» **Source passage**:
# DIY Clearcom Call Signal Flasher



## willbb123

I basically want to make on of these:


I have read this thread (https://www.controlbooth.com/threads/clearcom-diy-cans.7853/) and I am thinking that I can just take the right LED and some resistors, connect it to the right pins and it will work. But I know that it will be more complicated then that...

I see no reason to have a tone, it would be nice to have a brightness control, but if its only a single LED I dont think its necessary. It really doesn't need to flash, just light up when the call button is pressed.

Has anyone built something like this, or have any ideas to where I could get started?


----------



## Eboy87

Almost been discussed here.


----------



## willbb123

I am not familiar enough with resistors to design my own. I really dont wanna screw up our clearcom system.

Can someone make a diagram and a parts list?


----------



## willbb123

porkchop said:


> So basicly go from pin three through an appropriate resistor (found easily at Current limiting Resistor calculator for leds to an LED of your choosing. Then to tie it all together, I assume pin 1 for a ground???? If so the most expensive part is the XLR connector (or maybe the LED if you want a really big one) and like 30 minutes of time. Easy enough project




Andy_Leviss said:


> Yup, you're spot on. LED and resistor between pins 1 and 3, and away you go.



This parts are all here. I just dont know enough about resistors to pick the right one.


----------



## willbb123

Here is what I have so far,

XLR JACK
XLR Panel-Mount Audio Connector - RadioShack.com

Box
Project Enclosure (3x2x1") - RadioShack.com

Im thinking this LED because it has the holder.

» **Entries**:
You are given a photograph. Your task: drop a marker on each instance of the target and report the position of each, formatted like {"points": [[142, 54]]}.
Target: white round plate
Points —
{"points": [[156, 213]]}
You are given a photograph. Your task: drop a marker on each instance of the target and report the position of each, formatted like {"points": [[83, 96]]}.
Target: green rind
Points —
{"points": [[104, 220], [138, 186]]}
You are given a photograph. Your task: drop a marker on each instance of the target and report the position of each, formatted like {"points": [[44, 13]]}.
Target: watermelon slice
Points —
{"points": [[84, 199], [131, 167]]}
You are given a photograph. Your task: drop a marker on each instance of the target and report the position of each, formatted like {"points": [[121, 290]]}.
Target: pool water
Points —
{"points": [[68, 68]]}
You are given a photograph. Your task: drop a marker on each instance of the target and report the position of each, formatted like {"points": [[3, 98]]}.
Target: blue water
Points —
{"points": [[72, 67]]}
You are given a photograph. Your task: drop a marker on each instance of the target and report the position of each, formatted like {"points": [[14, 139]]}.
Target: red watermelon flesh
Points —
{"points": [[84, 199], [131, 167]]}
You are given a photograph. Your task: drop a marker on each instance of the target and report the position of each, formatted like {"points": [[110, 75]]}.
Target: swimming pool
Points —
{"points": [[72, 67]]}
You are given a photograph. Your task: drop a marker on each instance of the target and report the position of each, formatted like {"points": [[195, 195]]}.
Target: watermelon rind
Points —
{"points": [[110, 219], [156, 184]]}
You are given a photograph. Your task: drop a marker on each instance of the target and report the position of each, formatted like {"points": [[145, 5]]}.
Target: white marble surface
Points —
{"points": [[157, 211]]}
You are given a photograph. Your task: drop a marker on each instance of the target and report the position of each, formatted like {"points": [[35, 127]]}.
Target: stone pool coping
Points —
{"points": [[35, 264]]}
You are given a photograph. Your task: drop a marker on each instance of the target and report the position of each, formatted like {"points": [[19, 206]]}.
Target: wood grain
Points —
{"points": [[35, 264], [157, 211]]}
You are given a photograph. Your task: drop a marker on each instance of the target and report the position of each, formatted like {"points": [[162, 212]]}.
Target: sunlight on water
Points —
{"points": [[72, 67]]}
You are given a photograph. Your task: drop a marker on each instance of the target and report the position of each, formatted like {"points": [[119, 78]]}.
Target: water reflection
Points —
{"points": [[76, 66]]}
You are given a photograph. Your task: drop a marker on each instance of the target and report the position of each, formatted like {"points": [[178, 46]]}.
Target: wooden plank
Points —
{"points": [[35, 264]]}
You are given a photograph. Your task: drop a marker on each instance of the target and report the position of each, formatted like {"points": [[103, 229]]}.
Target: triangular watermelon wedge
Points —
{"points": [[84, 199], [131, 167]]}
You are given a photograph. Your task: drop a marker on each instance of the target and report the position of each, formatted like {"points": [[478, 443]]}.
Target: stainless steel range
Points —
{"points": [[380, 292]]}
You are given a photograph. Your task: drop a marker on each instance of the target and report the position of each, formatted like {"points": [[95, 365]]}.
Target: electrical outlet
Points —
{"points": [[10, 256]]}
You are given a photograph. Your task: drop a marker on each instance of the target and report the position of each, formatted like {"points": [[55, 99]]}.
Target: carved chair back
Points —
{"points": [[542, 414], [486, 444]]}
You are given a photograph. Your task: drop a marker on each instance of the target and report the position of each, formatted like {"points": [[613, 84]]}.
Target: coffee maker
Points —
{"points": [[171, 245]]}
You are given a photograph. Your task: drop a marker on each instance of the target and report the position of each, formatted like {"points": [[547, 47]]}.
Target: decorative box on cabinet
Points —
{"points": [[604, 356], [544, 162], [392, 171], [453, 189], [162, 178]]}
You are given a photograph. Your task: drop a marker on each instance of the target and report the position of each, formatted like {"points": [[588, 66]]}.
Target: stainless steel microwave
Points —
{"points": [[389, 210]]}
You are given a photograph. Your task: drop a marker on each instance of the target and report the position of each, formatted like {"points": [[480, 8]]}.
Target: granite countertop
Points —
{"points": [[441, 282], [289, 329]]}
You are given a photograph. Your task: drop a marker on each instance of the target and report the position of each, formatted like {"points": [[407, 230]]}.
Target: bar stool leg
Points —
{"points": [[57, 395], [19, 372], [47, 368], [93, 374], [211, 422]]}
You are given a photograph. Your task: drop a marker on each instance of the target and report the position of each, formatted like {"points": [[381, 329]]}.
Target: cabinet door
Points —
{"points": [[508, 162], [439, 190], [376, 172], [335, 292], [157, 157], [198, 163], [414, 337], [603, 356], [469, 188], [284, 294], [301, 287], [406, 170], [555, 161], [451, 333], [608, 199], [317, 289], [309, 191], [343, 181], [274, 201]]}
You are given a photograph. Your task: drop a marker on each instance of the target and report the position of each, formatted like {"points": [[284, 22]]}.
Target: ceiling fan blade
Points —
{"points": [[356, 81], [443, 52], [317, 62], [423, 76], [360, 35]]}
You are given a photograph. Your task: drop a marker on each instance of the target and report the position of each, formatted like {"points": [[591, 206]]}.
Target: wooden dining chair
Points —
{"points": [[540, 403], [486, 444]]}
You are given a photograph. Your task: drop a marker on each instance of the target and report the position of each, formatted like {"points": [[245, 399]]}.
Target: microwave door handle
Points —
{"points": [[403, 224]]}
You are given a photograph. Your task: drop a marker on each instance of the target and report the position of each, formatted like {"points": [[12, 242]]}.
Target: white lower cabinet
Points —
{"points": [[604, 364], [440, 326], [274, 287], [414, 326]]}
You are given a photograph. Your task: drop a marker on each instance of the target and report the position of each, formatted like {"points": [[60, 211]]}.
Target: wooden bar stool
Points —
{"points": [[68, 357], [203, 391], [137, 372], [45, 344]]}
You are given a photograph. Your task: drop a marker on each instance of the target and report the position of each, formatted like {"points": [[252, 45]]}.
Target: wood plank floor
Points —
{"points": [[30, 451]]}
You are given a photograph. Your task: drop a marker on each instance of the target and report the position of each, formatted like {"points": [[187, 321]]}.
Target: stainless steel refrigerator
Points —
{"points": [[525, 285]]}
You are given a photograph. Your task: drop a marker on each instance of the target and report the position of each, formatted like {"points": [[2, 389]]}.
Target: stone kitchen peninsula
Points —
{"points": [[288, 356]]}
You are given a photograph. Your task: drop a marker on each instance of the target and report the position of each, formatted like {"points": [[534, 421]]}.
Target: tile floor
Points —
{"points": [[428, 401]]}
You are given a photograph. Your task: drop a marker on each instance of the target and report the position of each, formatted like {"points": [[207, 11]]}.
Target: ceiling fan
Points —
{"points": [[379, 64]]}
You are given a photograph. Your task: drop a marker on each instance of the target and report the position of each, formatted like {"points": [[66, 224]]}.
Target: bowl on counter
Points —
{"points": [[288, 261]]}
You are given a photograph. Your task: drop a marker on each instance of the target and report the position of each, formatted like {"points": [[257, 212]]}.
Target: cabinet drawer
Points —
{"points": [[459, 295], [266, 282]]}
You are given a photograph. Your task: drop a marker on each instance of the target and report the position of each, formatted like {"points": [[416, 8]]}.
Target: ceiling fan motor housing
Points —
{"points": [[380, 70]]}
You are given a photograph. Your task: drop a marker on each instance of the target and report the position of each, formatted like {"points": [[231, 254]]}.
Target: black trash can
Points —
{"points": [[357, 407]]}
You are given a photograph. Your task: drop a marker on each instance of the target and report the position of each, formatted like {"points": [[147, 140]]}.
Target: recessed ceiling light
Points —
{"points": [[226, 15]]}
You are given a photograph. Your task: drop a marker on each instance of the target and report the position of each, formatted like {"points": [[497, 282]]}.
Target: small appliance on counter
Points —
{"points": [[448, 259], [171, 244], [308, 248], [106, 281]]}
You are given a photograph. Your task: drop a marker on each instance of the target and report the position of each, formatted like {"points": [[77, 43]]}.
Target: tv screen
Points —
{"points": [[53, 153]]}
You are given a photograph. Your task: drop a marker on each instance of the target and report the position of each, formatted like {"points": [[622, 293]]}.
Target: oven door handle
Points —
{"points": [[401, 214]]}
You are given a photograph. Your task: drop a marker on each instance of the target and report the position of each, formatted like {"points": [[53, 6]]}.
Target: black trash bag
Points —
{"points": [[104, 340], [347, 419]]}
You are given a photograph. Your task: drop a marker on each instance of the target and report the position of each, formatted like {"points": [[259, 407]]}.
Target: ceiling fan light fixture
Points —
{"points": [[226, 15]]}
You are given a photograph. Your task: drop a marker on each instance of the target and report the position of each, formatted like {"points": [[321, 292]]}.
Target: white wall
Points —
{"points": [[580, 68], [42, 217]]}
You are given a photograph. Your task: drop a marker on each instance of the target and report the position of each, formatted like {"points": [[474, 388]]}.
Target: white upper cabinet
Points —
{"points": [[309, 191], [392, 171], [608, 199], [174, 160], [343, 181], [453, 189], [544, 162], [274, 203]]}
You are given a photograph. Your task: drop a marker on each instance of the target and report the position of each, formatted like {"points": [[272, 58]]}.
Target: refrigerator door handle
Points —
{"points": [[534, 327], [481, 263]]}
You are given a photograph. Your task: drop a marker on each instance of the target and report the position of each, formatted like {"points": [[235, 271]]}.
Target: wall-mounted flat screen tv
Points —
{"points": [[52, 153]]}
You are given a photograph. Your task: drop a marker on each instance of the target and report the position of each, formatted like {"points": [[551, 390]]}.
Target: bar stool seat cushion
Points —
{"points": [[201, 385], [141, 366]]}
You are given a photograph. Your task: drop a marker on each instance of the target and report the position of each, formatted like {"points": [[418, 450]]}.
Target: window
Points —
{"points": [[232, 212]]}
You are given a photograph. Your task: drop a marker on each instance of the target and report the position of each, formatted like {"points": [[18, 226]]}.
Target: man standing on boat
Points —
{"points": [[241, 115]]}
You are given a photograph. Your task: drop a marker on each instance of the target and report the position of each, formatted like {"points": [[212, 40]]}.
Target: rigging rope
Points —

» **Jobs**:
- a) Answer these from the Clearcom call light thread, one line each, marking the answers (i), (ii), (iii) to match:
(i) Between which two pins does Andy_Leviss say the LED and resistor go?
(ii) What dimensions are listed for the project enclosure?
(iii) According to the opening post, does the light need to flash when the call button is pressed?
- b) In the Clearcom call light thread, take the part that opens with the words containing "Almost been discussed" and closes with "a parts list?". Reproduce it with "schematic" swapped in for "diagram".
- c) Proceed with the Clearcom call light thread from the point where it stops.

» **Solved tasks**:
- a)
(i) Pins 1 and 3.
(ii) 3x2x1".
(iii) No. It only needs to light up when the call button is pressed.

- b)
Almost been discussed here.


----------



## willbb123

I am not familiar enough with resistors to design my own. I really dont wanna screw up our clearcom system.

Can someone make a schematic and a parts list?

- c)
Red LED with Holder - RadioShack.com

Im hoping I can go to radio shack tomorrow after-noon so we have this for our shows this weekend.

Thanks guys


----------



## Chris15

OK, so based on that LED.
Forward Voltage = 12v
Current draw = 15mA
Supply voltage = 30v

So V drop = 18v
R = V/I = 18/15m = 1k2
So you need a 1.2k resistor.

P= VI = 18*15m = 0.27W
So better make that a half watt resistor for good measure.

Remember that pin 3 is + and pin 1 is ground.

You might make your unit more versatile by adding a male connector as a loop through....


----------



## gafftapegreenia

This seems deceptively simple. 

But I think I want mine in incandescent.


----------



## clamcmurray

I've seen a home made recently that made use of a 12v Amber rotating beacon. Anyone have an idea how to make one work?


----------



## Lambda

While we're almost on the subject, anybody know of something like this for Telex Audiocom? That's more complex, because I believe the system uses a 20khz tone to signal a call.


----------



## cpf

It's actually quite easy with a 567 tone decoder. http://cpfx.ca/theatre/index/telexcallhw/ is one specific rendition I slapped together with scrounged up parts a while back. Build and use at your own risk of course.


----------



## Lambda

cpf said:


> It's actually quite easy with a 567 tone decoder. Telex Call Indicator (hardware) - cpf's theatre things is one specific rendition I slapped together with scrounged up parts a while back. Build and use at your own risk of course.



Thanks, it never occurred to me that there was such a thing as a tone decoder. I was thinking that the circuit would need to use a series of high-pass and low-pass filters to isolate the 20khz.


----------



## Chris15

Lambda said:


> Thanks, it never occurred to me that there was such a thing as a tone decoder. I was thinking that the circuit would need to use a series of high-pass and low-pass filters to isolate the 20khz.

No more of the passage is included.